(Excerpts from point annotation data)

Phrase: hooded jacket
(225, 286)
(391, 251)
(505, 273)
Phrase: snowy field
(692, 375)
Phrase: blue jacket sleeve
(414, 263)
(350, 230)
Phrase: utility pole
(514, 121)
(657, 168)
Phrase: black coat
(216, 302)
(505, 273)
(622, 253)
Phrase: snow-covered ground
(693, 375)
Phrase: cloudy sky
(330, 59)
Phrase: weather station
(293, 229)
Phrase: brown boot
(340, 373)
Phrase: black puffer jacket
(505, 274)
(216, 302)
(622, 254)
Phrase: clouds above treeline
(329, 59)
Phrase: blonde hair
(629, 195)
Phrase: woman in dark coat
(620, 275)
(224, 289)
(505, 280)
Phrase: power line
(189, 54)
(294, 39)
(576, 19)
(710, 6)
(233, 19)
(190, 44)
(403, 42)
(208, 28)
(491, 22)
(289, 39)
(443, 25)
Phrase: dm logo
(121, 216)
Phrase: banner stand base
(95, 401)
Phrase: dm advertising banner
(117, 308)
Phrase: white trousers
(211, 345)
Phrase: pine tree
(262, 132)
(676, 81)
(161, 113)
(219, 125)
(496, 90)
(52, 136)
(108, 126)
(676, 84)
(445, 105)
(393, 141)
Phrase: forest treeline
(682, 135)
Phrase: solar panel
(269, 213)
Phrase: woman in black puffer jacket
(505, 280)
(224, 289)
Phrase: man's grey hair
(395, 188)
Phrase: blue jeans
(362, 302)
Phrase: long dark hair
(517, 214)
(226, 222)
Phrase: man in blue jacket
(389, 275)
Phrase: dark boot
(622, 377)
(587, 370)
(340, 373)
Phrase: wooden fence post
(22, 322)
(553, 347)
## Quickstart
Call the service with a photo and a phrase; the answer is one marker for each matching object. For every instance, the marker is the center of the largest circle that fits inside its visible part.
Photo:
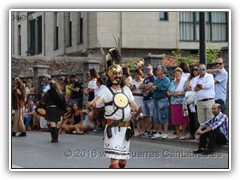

PROMPT
Arrange every line of the data above as a Markdown table with two columns, Row and Line, numbering the rows in order and skipping blank lines. Leave the pictures out of the table.

PROBLEM SOLUTION
| Row | Line |
|---|---|
| 1 | Phrase: hooded jacket |
| 2 | (225, 286) |
| 3 | (391, 251) |
| 4 | (505, 273) |
| 5 | Phrase: snowy field |
| 6 | (692, 375) |
| 7 | Phrase: blue jacket sleeve |
| 8 | (414, 263) |
| 9 | (350, 230) |
| 10 | Phrase: utility pole |
| 11 | (514, 121) |
| 12 | (657, 168) |
| 13 | Phrase: black coat |
| 14 | (216, 302) |
| 15 | (505, 273) |
| 16 | (622, 253) |
| 17 | Phrase: snow-covered ground |
| 18 | (693, 375) |
| 19 | Phrase: cloudy sky |
| 20 | (330, 59) |
| 21 | Phrase: weather station |
| 22 | (293, 229) |
| 23 | Phrase: brown boot |
| 24 | (340, 373) |
| 25 | Phrase: black puffer jacket |
| 26 | (505, 274) |
| 27 | (216, 302) |
| 28 | (622, 254) |
| 29 | Phrase: clouds above treeline |
| 30 | (329, 59) |
| 31 | Phrase: blonde hair |
| 32 | (629, 195) |
| 33 | Phrase: woman in dark coat |
| 34 | (620, 275) |
| 35 | (224, 289) |
| 36 | (505, 280) |
| 37 | Phrase: power line |
| 38 | (189, 54) |
| 39 | (294, 39) |
| 40 | (576, 19) |
| 41 | (710, 6) |
| 42 | (233, 19) |
| 43 | (190, 44) |
| 44 | (403, 42) |
| 45 | (208, 28) |
| 46 | (491, 22) |
| 47 | (289, 39) |
| 48 | (443, 25) |
| 49 | Phrase: dm logo |
| 50 | (121, 216) |
| 51 | Phrase: banner stand base |
| 52 | (95, 401) |
| 53 | Phrase: dm advertising banner |
| 54 | (117, 308) |
| 55 | Phrase: white trousers |
| 56 | (211, 345) |
| 57 | Phrase: pine tree |
| 58 | (262, 132) |
| 59 | (676, 81) |
| 60 | (161, 113) |
| 61 | (219, 125) |
| 62 | (496, 90) |
| 63 | (52, 136) |
| 64 | (108, 126) |
| 65 | (676, 84) |
| 66 | (445, 105) |
| 67 | (393, 141) |
| 68 | Phrase: forest treeline |
| 69 | (682, 135) |
| 70 | Phrase: solar panel |
| 71 | (269, 213) |
| 72 | Phrase: woman in black puffer jacket |
| 73 | (505, 280) |
| 74 | (224, 289) |
| 75 | Phrase: man's grey hair |
| 76 | (395, 188) |
| 77 | Phrase: blue jeans |
| 78 | (362, 302) |
| 79 | Phrase: long dark hair |
| 80 | (517, 214) |
| 81 | (226, 222) |
| 82 | Phrase: man in blue jacket |
| 83 | (389, 275) |
| 84 | Phrase: dark boot |
| 85 | (622, 377) |
| 86 | (587, 370) |
| 87 | (340, 373) |
| 88 | Phrase: wooden fence post |
| 89 | (22, 322) |
| 90 | (553, 347) |
| 91 | ## Quickstart |
| 92 | Call the service with a photo and a phrase; the answer is one marker for each matching object. For every instance, the marker is the center of the largest circle that fits inside its visible part. |
| 93 | Photo: |